■ **What is required**: Rewrite the items below with each "instance" changed to "occurrence" and every other part left as it is.

■ **Data records**:
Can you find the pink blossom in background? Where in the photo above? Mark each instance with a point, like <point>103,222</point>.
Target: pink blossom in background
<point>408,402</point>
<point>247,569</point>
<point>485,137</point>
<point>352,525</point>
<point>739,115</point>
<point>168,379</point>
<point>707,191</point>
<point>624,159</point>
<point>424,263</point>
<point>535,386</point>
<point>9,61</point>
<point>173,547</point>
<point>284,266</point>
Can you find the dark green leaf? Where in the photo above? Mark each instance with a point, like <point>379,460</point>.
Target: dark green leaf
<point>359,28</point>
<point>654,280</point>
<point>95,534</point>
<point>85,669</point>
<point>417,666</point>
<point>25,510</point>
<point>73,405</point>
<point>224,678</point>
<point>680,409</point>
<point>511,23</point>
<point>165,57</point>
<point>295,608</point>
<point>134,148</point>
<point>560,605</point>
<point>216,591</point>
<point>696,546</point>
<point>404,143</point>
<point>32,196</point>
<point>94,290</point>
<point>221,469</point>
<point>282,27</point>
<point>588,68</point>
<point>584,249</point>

■ **Exercise answer**:
Can you find the pink blossom in background? Where in the photo above? Mark each occurrence with a point, like <point>103,222</point>.
Target: pink blossom in background
<point>408,402</point>
<point>247,569</point>
<point>485,137</point>
<point>352,525</point>
<point>739,115</point>
<point>168,379</point>
<point>707,191</point>
<point>624,159</point>
<point>424,263</point>
<point>535,386</point>
<point>9,61</point>
<point>173,547</point>
<point>284,266</point>
Can you find the dark green leaf? Where in the photo above? Mark each occurrence with a point, like <point>379,460</point>.
Target: dark green leaf
<point>359,28</point>
<point>654,280</point>
<point>95,534</point>
<point>85,669</point>
<point>417,666</point>
<point>25,510</point>
<point>73,405</point>
<point>224,678</point>
<point>680,409</point>
<point>511,23</point>
<point>165,57</point>
<point>295,608</point>
<point>134,148</point>
<point>560,605</point>
<point>216,591</point>
<point>696,546</point>
<point>404,143</point>
<point>32,196</point>
<point>94,290</point>
<point>221,469</point>
<point>282,27</point>
<point>588,68</point>
<point>584,249</point>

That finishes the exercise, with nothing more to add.